*Task directions:*
Select every line in the entries below that contains the word "pole", matching case exactly.

>> Start Record list

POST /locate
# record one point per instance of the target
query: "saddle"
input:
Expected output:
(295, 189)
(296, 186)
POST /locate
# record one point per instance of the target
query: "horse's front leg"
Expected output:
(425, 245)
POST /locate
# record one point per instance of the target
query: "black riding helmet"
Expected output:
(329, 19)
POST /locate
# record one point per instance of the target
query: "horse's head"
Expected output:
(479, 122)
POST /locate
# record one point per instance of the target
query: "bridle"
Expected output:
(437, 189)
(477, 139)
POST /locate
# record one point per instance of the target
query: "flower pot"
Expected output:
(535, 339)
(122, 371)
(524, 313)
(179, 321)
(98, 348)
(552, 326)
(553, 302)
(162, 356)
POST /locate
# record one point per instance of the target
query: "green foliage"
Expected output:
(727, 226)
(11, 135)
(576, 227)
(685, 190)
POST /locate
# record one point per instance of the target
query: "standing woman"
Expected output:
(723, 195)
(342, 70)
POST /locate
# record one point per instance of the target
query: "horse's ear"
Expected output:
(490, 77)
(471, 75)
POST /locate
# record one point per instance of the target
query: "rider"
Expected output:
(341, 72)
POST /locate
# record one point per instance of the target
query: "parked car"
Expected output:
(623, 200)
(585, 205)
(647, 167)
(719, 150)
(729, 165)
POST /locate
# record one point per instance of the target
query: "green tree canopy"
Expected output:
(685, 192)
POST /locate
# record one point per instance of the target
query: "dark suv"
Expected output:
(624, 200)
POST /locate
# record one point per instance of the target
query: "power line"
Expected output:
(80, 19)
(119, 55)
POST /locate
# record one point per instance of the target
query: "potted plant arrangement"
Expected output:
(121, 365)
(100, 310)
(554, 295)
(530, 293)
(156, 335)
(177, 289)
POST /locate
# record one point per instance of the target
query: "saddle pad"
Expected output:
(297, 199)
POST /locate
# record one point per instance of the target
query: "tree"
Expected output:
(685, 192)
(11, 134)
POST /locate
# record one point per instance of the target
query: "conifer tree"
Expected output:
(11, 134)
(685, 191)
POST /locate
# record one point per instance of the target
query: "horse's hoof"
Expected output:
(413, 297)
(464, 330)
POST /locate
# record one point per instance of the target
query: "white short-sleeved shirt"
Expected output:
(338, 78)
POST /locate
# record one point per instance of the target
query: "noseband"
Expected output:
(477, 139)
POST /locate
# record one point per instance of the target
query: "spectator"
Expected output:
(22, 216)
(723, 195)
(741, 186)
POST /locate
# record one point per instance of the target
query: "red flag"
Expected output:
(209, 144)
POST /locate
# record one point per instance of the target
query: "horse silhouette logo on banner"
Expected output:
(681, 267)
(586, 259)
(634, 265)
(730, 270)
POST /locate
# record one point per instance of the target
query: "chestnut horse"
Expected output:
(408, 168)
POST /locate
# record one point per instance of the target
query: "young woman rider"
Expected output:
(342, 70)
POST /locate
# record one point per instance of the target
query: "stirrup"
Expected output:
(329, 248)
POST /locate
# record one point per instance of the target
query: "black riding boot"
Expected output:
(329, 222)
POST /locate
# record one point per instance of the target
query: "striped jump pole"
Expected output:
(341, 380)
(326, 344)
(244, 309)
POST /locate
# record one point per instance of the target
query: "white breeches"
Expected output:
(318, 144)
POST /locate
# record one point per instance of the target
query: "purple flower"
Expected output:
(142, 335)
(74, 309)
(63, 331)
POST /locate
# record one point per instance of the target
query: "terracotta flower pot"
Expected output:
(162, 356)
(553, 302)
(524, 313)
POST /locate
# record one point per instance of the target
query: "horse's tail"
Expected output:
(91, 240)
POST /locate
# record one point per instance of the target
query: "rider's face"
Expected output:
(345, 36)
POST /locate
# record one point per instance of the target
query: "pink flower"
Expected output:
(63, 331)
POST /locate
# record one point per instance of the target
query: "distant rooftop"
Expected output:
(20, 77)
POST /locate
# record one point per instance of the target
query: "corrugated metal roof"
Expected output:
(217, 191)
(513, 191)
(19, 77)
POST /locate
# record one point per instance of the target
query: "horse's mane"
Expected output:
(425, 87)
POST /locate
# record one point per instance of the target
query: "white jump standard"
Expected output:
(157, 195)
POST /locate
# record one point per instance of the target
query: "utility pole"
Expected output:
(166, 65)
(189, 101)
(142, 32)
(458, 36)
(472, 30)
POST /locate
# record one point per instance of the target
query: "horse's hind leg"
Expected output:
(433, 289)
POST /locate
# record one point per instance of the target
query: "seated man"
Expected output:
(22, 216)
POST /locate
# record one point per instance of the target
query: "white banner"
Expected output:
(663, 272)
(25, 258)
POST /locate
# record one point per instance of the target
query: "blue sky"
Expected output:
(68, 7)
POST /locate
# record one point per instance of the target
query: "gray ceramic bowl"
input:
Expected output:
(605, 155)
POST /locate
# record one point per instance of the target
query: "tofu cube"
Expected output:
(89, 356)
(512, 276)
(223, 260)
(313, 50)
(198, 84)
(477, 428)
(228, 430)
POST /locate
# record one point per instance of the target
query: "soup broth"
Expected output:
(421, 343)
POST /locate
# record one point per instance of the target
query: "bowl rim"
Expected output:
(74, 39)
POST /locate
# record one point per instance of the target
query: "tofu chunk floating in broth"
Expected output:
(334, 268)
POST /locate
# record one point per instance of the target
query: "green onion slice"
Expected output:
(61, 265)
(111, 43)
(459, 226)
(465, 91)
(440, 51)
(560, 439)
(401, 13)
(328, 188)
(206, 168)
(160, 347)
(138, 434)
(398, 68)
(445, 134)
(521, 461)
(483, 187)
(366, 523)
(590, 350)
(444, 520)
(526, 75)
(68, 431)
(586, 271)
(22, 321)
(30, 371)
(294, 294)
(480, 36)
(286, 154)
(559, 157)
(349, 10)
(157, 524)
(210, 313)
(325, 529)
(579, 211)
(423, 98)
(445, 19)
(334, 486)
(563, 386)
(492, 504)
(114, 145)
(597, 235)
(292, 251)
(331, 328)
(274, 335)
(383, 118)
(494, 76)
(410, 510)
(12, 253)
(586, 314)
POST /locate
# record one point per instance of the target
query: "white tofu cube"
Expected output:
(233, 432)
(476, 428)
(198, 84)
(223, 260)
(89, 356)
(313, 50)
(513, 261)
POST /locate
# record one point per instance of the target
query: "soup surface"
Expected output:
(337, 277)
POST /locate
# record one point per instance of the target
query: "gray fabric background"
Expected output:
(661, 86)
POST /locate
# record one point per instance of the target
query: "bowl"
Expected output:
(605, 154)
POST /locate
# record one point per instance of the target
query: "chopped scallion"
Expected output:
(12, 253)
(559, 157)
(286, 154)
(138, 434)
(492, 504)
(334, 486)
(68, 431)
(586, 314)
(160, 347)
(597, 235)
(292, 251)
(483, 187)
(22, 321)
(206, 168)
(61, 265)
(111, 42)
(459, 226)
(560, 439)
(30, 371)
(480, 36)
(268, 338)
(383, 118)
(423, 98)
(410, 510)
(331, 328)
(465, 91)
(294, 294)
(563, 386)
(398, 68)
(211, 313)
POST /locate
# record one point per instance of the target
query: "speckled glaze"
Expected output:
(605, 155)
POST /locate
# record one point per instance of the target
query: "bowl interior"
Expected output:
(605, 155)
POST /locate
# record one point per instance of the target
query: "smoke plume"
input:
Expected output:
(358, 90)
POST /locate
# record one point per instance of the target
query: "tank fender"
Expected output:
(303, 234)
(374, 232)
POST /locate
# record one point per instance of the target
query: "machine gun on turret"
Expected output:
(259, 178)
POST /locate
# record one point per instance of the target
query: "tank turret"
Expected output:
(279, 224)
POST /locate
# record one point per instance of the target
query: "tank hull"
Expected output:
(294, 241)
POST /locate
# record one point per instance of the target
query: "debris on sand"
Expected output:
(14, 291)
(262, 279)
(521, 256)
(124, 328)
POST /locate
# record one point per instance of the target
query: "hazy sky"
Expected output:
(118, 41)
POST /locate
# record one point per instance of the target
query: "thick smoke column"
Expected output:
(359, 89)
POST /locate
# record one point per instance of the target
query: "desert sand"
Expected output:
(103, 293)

>> End Record list

*Task answer:*
query: "striped jump pole"
query: "utility pole"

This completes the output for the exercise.